TASK REQUIREMENTS:
- A) Answer these questions using the commit page:
(i) How many files does the commit change?
(ii) What is the identifier of the parent commit?
(iii) What kind of error is raised when a table is not in the cache?
- B) Decide whether each statement agrees with the commit page. Answer yes or no, and quote the words that settle it.
(i) The commit has 58 additions and 16 deletions.
(ii) The diff shown is for the file one/cache.py.
(iii) In the new version, the set of extra columns is converted to a list.
- C) Write the next part of the commit page, starting right after its last line.

SELECTED EXTRACT:
────────────────
Enforce data frame dtypes

int-brain-lab · Oct 31, 2024 · 0f05989 · 0f05989
1 parent 61e6427
commit 0f05989
Show file tree

Hide file tree

Showing 3 changed files with 58 additions and 16 deletions.
diff --git a/one/api.py b/one/api.py
@@ -310,30 +310,33 @@ def _update_cache_from_records(self, strict=False, **kwargs):
                 raise KeyError(f'Table "{table}" not in cache')
             if isinstance(records, pd.Series):
                 records = pd.DataFrame([records])
+                records.index.set_names(self._cache[table].index.names, inplace=True)
             if not strict:
                 # Deal with case where there are extra columns in the cache
-                extra_columns = set(self._cache[table].columns) - set(records.columns)
+                extra_columns = list(set(self._cache[table].columns) - set(records.columns))
────────────────
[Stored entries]
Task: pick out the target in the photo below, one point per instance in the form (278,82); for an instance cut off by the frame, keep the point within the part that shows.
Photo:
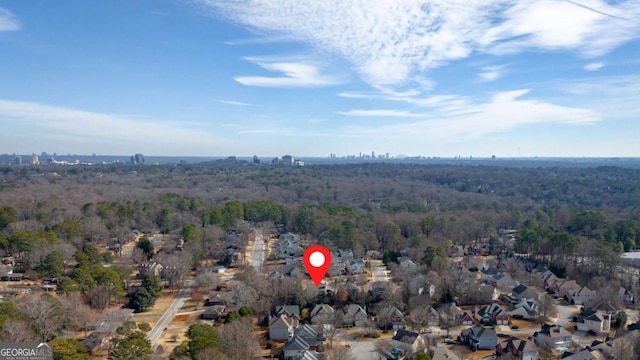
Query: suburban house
(407,342)
(282,327)
(554,336)
(562,287)
(290,310)
(451,313)
(467,319)
(524,292)
(594,320)
(525,309)
(322,314)
(625,295)
(519,348)
(305,339)
(493,314)
(354,315)
(283,321)
(584,296)
(503,281)
(433,318)
(390,318)
(214,312)
(149,267)
(480,337)
(408,264)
────────────────
REPLIES:
- A)
(i) 3
(ii) 61e6427
(iii) KeyError

- B)
(i) Yes: "Showing 3 changed files with 58 additions and 16 deletions."
(ii) No: "diff --git a/one/api.py b/one/api.py"
(iii) Yes: "extra_columns = list(set(self._cache[table].columns) - set(records.columns))"

- C)
+                # Convert these columns to nullable, if required
+                cache_columns = self._cache[table][extra_columns]
+                self._cache[table][extra_columns] = cache_columns.convert_dtypes()
                 column_ids = map(list(self._cache[table].columns).index, extra_columns)
                 for col, n in sorted(zip(extra_columns, column_ids), key=lambda x: x[1]):
-                    val = records.get('exists', True) if col.startswith('exists_') else np.nan
+                    dtype = self._cache[table][col].dtype
+                    nan = getattr(dtype, 'na_value', np.nan)
+                    val = records.get('exists', True) if col.startswith('exists_') else nan
                     records.insert(n, col, val)
                 # Drop any extra columns in the records that aren't in cache table
                 to_drop = set(records.columns) - set(self._cache[table].columns)
                 records.drop(to_drop, axis=1, inplace=True)
                 records = records.reindex(columns=self._cache[table].columns)
             assert set(self._cache[table].columns) == set(records.columns)
+            records = records.astype(self._cache[table].dtypes)
             # Update existing rows
             to_update = records.index.isin(self._cache[table].index)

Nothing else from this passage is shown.